### MATERIAL FOR THE TASK
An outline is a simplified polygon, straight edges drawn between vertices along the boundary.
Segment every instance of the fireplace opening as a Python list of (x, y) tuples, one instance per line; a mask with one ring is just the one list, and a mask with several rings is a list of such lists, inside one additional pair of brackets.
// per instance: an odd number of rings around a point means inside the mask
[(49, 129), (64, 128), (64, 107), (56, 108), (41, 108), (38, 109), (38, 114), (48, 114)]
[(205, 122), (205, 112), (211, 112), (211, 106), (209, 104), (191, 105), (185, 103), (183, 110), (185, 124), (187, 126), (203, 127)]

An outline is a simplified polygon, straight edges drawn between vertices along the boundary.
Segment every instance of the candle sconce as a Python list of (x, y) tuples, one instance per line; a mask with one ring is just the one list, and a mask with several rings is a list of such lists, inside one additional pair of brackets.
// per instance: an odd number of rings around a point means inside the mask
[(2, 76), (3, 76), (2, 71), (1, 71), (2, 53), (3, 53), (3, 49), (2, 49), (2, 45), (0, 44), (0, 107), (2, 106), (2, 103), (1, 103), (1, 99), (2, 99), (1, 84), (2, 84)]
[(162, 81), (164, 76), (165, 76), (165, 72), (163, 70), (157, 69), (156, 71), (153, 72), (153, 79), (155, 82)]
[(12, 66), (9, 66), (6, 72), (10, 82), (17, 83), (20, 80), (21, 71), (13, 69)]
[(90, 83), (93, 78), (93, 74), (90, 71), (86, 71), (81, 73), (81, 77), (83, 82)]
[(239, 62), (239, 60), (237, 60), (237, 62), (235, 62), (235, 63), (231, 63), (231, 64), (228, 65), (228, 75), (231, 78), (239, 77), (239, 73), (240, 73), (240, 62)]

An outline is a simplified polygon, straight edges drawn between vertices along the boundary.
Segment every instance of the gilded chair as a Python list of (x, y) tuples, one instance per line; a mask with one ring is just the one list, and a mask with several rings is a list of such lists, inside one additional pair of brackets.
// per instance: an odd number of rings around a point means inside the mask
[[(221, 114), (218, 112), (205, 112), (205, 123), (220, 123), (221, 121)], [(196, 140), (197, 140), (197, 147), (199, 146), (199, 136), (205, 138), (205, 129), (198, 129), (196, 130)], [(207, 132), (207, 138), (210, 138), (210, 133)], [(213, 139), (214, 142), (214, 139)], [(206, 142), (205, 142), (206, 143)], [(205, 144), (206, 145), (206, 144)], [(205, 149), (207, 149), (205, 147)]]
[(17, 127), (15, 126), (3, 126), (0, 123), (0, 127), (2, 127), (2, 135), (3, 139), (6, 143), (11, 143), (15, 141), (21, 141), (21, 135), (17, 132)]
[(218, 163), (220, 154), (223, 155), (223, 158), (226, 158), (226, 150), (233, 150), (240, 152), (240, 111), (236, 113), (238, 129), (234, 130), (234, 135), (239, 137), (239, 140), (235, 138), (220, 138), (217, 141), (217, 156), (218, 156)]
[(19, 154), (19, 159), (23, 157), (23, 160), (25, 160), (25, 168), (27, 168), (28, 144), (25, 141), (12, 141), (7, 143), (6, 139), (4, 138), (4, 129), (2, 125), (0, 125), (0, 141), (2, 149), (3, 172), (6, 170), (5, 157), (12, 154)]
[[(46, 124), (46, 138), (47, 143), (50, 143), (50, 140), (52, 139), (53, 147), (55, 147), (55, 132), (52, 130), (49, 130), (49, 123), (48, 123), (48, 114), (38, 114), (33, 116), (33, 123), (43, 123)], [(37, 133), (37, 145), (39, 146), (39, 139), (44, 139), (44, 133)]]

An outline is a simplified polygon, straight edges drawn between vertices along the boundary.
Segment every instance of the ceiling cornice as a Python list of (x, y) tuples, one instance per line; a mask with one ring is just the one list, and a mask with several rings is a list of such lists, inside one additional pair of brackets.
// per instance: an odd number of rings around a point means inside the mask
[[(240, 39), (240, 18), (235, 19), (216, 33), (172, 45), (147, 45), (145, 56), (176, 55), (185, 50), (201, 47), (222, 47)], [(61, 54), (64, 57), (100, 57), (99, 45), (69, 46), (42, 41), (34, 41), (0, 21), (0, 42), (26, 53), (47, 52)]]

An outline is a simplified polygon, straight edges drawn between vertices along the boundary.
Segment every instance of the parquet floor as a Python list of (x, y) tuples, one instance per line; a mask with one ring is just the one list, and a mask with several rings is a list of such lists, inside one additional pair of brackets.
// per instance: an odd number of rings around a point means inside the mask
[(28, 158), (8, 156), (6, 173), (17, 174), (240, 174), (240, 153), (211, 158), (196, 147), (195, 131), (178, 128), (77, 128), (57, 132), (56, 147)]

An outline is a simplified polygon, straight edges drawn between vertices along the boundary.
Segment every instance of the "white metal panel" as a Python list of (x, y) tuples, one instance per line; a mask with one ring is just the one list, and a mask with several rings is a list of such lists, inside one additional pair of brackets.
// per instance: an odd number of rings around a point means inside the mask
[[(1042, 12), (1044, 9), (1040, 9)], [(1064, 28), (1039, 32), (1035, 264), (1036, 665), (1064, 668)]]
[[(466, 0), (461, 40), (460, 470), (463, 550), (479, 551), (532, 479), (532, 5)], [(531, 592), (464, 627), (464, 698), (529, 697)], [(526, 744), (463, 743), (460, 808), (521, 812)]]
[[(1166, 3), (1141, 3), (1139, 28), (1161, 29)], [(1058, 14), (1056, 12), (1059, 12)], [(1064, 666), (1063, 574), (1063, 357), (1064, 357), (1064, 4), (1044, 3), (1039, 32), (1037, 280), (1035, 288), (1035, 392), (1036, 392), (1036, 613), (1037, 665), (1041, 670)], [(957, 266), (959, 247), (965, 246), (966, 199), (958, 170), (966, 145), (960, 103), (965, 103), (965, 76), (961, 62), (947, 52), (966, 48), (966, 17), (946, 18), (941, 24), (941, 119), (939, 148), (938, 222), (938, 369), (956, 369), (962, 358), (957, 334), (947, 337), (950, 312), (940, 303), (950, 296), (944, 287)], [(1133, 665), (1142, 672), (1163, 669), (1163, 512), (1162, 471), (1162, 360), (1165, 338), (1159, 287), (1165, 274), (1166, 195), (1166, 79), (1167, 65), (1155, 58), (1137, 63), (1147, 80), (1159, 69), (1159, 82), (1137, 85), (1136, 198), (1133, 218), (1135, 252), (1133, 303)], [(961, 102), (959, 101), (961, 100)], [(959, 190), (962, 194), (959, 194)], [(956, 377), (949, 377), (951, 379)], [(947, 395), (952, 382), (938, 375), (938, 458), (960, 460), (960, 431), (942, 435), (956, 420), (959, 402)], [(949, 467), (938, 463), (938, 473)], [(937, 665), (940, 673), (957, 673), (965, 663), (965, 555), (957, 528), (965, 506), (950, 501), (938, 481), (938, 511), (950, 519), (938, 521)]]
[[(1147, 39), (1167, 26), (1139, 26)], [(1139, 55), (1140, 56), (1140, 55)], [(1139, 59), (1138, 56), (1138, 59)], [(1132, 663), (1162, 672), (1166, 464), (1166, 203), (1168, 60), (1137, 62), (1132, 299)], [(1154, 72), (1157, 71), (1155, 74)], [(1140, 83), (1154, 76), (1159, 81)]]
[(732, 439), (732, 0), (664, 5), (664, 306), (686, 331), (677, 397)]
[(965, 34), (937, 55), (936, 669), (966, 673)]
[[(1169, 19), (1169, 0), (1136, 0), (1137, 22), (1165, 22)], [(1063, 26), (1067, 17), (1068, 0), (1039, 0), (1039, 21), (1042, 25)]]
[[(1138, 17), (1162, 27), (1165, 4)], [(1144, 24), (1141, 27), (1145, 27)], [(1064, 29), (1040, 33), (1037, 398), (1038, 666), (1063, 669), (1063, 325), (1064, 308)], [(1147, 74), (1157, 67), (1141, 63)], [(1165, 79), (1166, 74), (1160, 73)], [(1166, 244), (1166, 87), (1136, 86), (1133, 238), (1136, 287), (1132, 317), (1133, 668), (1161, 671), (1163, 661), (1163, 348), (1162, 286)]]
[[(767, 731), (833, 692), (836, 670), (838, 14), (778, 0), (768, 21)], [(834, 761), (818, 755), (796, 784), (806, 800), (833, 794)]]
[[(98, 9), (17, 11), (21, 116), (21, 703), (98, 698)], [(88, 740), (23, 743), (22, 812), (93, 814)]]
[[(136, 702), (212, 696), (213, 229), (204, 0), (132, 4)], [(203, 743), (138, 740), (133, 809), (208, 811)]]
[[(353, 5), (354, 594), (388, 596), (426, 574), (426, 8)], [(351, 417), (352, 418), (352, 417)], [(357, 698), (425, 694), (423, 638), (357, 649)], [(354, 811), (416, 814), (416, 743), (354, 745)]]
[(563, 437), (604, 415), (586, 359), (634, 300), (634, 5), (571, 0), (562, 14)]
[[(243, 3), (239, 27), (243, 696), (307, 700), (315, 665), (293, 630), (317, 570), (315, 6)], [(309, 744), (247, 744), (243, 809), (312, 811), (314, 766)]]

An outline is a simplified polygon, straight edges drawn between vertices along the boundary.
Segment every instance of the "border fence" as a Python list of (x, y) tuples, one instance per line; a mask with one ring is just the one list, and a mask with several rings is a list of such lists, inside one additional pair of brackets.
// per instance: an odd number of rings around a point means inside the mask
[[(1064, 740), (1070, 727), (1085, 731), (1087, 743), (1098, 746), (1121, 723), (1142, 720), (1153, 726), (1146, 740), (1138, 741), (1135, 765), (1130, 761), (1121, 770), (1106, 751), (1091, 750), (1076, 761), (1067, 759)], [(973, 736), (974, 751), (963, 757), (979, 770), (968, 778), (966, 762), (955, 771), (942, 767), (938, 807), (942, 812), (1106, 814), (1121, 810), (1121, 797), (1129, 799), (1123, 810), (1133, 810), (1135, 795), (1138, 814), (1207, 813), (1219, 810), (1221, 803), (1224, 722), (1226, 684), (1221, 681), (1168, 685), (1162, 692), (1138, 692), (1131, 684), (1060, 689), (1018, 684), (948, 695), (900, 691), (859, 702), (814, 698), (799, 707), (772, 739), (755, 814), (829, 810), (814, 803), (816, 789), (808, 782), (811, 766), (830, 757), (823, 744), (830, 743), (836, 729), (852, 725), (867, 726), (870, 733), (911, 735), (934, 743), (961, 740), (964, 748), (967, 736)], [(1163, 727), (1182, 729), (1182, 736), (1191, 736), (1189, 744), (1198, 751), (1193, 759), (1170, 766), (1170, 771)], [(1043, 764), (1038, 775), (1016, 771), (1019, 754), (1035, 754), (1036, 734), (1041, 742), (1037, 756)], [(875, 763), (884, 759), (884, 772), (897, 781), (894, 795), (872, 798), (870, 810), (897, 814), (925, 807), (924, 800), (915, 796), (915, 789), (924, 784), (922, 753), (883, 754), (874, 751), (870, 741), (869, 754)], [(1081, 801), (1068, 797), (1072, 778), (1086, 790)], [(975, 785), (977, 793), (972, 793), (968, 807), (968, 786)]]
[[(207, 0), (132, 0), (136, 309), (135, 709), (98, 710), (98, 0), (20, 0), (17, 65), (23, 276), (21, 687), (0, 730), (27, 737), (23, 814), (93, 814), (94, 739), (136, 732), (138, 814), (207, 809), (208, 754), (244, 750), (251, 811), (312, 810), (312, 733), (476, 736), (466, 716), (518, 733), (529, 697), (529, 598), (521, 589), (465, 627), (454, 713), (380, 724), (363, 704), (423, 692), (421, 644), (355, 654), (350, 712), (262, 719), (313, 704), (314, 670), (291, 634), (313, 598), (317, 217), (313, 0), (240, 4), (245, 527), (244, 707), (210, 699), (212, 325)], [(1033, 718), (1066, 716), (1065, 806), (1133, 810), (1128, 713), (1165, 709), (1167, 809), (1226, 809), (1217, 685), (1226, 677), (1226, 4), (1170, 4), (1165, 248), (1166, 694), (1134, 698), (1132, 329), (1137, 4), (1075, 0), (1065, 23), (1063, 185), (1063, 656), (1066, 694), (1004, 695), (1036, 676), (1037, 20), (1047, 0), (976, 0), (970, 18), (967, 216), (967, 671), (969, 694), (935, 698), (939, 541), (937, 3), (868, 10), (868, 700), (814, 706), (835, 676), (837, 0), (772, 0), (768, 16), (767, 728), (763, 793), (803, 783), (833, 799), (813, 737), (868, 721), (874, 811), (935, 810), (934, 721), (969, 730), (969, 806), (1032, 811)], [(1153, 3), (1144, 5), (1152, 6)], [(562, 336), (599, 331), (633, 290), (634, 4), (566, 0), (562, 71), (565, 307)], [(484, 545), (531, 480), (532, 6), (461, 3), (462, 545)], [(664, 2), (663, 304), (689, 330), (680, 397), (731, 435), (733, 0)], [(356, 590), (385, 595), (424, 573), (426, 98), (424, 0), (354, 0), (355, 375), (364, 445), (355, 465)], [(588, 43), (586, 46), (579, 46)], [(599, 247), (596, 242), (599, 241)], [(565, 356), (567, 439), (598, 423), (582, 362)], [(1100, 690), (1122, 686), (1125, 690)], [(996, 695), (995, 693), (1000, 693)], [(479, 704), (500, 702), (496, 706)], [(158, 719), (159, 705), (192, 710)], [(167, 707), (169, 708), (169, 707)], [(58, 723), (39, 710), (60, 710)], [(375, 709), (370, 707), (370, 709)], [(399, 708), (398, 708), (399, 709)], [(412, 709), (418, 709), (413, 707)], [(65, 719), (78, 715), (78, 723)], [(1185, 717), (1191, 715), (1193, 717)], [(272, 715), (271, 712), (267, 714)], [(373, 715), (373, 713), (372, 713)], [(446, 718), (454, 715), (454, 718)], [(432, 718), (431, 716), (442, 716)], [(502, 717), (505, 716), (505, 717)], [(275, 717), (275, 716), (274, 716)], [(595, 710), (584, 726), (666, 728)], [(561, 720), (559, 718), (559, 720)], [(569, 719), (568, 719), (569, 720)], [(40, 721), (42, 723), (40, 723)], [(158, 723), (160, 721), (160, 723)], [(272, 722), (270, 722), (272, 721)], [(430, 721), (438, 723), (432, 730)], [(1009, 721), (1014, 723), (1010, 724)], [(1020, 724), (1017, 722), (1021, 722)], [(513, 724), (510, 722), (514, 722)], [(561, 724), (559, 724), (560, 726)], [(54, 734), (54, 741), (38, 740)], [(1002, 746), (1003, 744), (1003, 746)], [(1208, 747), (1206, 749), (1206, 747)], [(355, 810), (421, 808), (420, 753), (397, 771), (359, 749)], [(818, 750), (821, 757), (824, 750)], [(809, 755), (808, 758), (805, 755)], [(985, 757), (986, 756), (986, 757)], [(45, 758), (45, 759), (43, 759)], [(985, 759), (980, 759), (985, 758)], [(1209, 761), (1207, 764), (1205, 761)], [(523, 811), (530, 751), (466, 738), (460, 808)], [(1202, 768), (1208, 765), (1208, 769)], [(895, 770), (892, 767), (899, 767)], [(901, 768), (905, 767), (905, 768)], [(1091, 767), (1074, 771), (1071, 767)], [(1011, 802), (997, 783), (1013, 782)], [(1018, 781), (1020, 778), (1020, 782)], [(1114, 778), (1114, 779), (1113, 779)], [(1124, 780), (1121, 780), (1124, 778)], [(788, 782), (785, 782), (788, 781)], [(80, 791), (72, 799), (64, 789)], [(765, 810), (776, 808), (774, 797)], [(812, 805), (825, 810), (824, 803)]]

### EXERCISE DESCRIPTION
Out of the listing above, reproduce exactly the lines from the one with "Segment every instance of the candle" up to and including the one with "Segment every instance of the gilded".

### RESPONSE AREA
Segment every instance of the candle sconce as a Python list of (x, y) tuples, one instance per line; a mask with one ring is just the one list, and a mask with several rings is a list of such lists, inside one additional pair of brackets.
// per instance: an odd number of rings around a point means inside the mask
[(2, 76), (3, 76), (2, 71), (1, 71), (2, 53), (3, 53), (3, 49), (2, 49), (2, 45), (0, 44), (0, 107), (2, 106), (2, 103), (1, 103), (1, 99), (2, 99), (1, 84), (2, 84)]
[(162, 81), (164, 76), (165, 76), (165, 72), (163, 70), (157, 69), (156, 71), (153, 72), (153, 79), (155, 82)]
[(12, 66), (9, 66), (6, 72), (10, 82), (17, 83), (20, 80), (21, 71), (13, 69)]
[(90, 83), (93, 78), (93, 74), (90, 71), (86, 71), (81, 73), (81, 77), (83, 82)]
[(239, 62), (239, 60), (237, 60), (237, 62), (235, 62), (235, 63), (231, 63), (231, 64), (228, 65), (228, 75), (231, 78), (239, 77), (239, 73), (240, 73), (240, 62)]

An outline is a simplified polygon, straight edges drawn between vertices along the boundary.
Segment every instance of the gilded chair as a Python list of (x, y) tuples, one instance per line; a mask with one ring is just the one list, and a mask with several rings is a list of such lists, inside one additional pair of brackets.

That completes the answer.